● **提示文**
だが同様の危機から、世界的に、業界全体としてⅤ字回復した分野もある。まるで古いビジネスモデルから新しいビジネスモデルへと、蔓を次々と飛び移っていくターザンのように。

その分野とは、音楽業界である。音楽業界は、いまやスポティファイ、アップルミュージック、ユーチューブ等を通じて奇跡的な復活を遂げた。

日本においてもそれは例外ではない。
 
たとえば、一般社団法人日本レコード協会が発行している音楽産業についてのアニュアルレポート『日本のレコード産業』のデータを集計した西田宗千佳の分析からは、2009年から2013年までに日本の音楽業界が経験した「谷」と、そこから2022年現在でも衰えることを知らないふたこぶ目の「山」の存在が見て取れる。

出典:西田宗千佳「日本も“音楽ストリーミング”拡大期に入った。日本レコード協会のデータから読む音楽産業の現在地」(『Business Insider Japan』2022年3月28日配信記事)


それでは、音楽業界はなぜディスラプションの連続を乗り越えて成長軌道に戻ったのだろうか? その「表層的な」答えは、上図から明らかな通り、サブスクリプション/ストリーミングによる売り上げが他の媒体の売り上げを補填して余りあるほどに成長したからである。

だが、この答えは本質的ではない。なぜならば、サブスクリプション/ストリーミングの重要性など、どんな業界の企業人でも理解しているからだ。問題の本質は「なぜ音楽業界だけが危機を好機に変えることができたのか?」にある。

その答えは「ピボット思考」にある、というのが本書の主張である。

ピボット思考とは、「事業環境の変化の本質を捉え、ディスラプションに対して既存の価値観の範疇で対応するのをやめ、路線変更(ピボット)して、むしろディスラプションから利益を得る道を探る考え方」といえる。本書はこうした思考には八つのポイントがあるのではないかと指摘する。この八つが必ずしも明示されないため、読者は若干困惑することになるのだが、要するに本書の八つの章のことだろう。

このとき、音楽業界がディスラプションをピボット思考で乗り越えた歴史を概観することは、他分野で日々ディスラプションへの対応を迫られている企業にとっても、急激に変動する環境に適応しながら生き延びる方法を見つけるための一助になろう。

冒頭に示したような、出版、新聞、テレビ、ラジオ……といった音楽産業と類似の状況にある広義の情報産業であればなおさらである。しかも、一見すると情報産業とは思えないような産業、たとえば製造業であっても、その本質を「製品を通じた情報の発信」であると定義し直せば、本書から得るものは少なくないだろう。

本書の著者は、音楽業界に革命的な変化をもたらしたメガ・ベンチャー、スポティファイに2012年に入社し、同社においてチーフエコノミストを務めたウィル・ペイジである。スポティファイについては、近年、日本においても急激に利用者を増やしつつあり、広告も盛んであることから、ご存知の方も多いと思われる。スポティファイをあまり詳しくはご存知ないという方のために少しだけ補足すると、スポティファイとは、音楽業界において広告付き無料ストリーミングと広告なし有料ストリーミングを提供している企業およびそのサービスのことである。

● **設問**
上に示した、音楽業界の復活とピボット思考についての文章を、最後の文に続けて書き進めてください。

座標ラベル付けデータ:
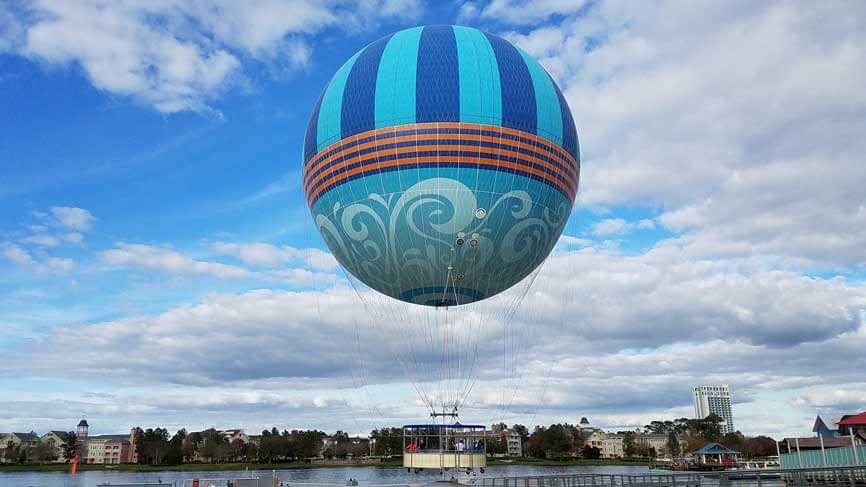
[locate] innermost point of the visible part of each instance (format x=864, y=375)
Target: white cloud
x=271, y=256
x=619, y=226
x=73, y=218
x=518, y=12
x=18, y=256
x=744, y=128
x=169, y=261
x=180, y=55
x=42, y=239
x=64, y=264
x=74, y=237
x=680, y=311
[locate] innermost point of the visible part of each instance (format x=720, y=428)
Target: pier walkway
x=853, y=476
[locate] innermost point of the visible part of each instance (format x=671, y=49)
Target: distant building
x=56, y=440
x=791, y=445
x=108, y=449
x=853, y=424
x=826, y=426
x=714, y=453
x=19, y=440
x=612, y=447
x=235, y=434
x=715, y=399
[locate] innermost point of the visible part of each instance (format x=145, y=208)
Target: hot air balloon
x=441, y=164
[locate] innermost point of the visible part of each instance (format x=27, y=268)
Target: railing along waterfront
x=854, y=476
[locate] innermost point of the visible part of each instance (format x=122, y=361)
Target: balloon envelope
x=441, y=164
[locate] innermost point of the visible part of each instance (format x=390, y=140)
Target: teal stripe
x=331, y=111
x=546, y=101
x=480, y=89
x=395, y=81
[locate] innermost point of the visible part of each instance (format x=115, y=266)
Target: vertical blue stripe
x=480, y=93
x=437, y=92
x=359, y=98
x=569, y=131
x=395, y=82
x=310, y=146
x=549, y=115
x=330, y=111
x=518, y=94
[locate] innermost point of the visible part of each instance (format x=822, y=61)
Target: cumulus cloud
x=41, y=239
x=169, y=261
x=767, y=329
x=518, y=12
x=270, y=256
x=177, y=55
x=619, y=226
x=73, y=218
x=18, y=256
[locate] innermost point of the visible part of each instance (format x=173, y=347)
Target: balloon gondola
x=441, y=164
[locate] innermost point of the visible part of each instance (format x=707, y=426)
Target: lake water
x=329, y=475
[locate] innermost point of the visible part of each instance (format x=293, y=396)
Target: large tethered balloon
x=441, y=164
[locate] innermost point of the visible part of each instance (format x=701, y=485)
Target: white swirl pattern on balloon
x=402, y=245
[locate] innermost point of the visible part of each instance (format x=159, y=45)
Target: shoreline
x=208, y=467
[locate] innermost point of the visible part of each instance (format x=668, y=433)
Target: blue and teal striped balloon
x=441, y=164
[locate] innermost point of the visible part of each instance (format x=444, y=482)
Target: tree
x=388, y=441
x=214, y=446
x=522, y=431
x=308, y=443
x=591, y=452
x=190, y=445
x=557, y=441
x=660, y=427
x=70, y=445
x=175, y=455
x=734, y=441
x=237, y=450
x=153, y=445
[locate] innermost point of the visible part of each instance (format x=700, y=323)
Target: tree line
x=156, y=446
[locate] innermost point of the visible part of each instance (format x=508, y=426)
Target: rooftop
x=853, y=419
x=715, y=449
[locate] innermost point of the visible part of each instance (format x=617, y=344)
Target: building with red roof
x=853, y=423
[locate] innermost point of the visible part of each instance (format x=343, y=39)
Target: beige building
x=56, y=440
x=612, y=447
x=108, y=449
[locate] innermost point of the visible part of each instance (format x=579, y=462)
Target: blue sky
x=152, y=218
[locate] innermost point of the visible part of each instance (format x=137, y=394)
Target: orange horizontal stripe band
x=466, y=148
x=564, y=156
x=505, y=144
x=568, y=163
x=481, y=161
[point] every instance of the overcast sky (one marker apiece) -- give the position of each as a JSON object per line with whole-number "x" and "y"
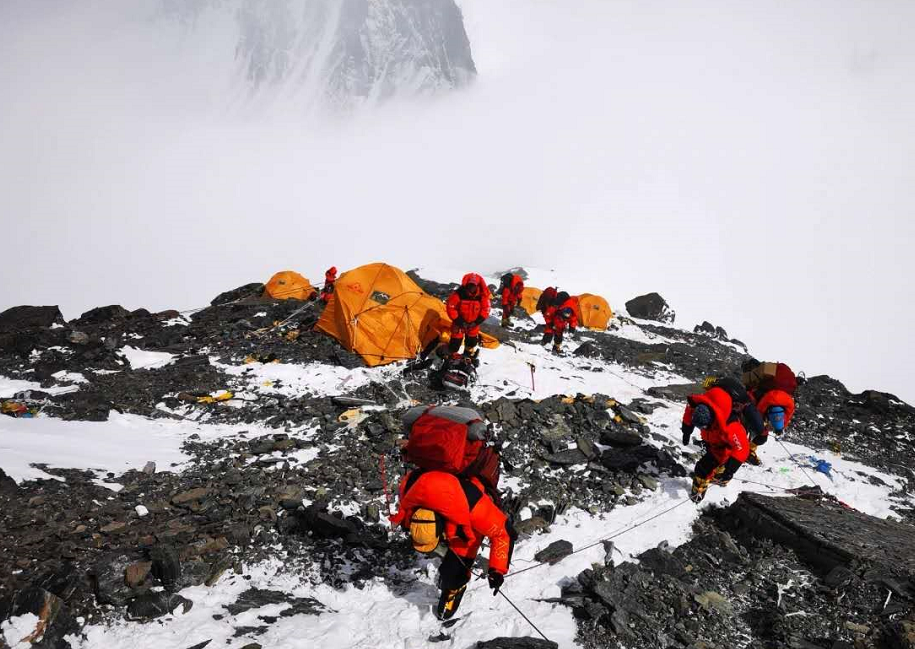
{"x": 752, "y": 162}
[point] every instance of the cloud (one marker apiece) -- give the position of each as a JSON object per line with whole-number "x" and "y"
{"x": 751, "y": 163}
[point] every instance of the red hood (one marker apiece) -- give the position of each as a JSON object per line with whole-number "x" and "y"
{"x": 473, "y": 278}
{"x": 718, "y": 400}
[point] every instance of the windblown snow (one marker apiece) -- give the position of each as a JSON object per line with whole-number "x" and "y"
{"x": 382, "y": 614}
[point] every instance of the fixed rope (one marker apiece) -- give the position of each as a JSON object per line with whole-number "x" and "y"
{"x": 609, "y": 537}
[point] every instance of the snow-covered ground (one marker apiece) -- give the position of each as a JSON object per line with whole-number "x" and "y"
{"x": 384, "y": 613}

● **解答**
つまりは、スマートフォンで世界中の音楽が聴き放題になるサービスである。しかし、ここで読者の方々は不思議に思われないだろうか? たとえ広告がなくなったところで、定期購入(有料会員)かフリープラン(無料会員)かを選べるならば、わざわざ有料会員を選択する消費者なんていないのではないかと。百歩譲って、広告が嫌いな人がいたとしても、そもそも音楽は友達からCDを借りてスマートフォンに保存することもできるのだし、違法サイトからデータを無料でダウンロードするのだって簡単だ。

だが、ここがまさにスポティファイのピボット思考が光るところである。
スポティファイは、借りてきたCDからデータをダウンロードしたり、好きな音楽をファイル交換サイトで違法ダウンロードしたりする際の消費者の面倒をなくすことで、別の価値を提供したのである。すなわち、アーティストや曲を検索しやすくし、消費者の好みに合わせた別の曲を推薦(レコメンド)することで消費者を引き付けた。これを筆者なりに解釈するならば、「消費者にとっての、情報における取り揃えコストの削減」である。

たとえばスーパーマーケットやコンビニエンスストアなどの商店を考えてみる。商店で売られる大部分の商品は生産者から仕入れたものである。すると、商店自体は何の付加価値も生み出していないのだろうか? 実はそうではない。もし商店がなければ、消費者は自らが欲するものの生産者を回って、品物を取り揃える必要があり、そのための時間・労力・費用といった「取り揃えコスト」がかかる。そのため、商店が予め商品を一か所に集めてくれていることで、消費者にとっての取り揃えコストが削減される分が、そのまま商店が消費者に提供する付加価値になっているのである。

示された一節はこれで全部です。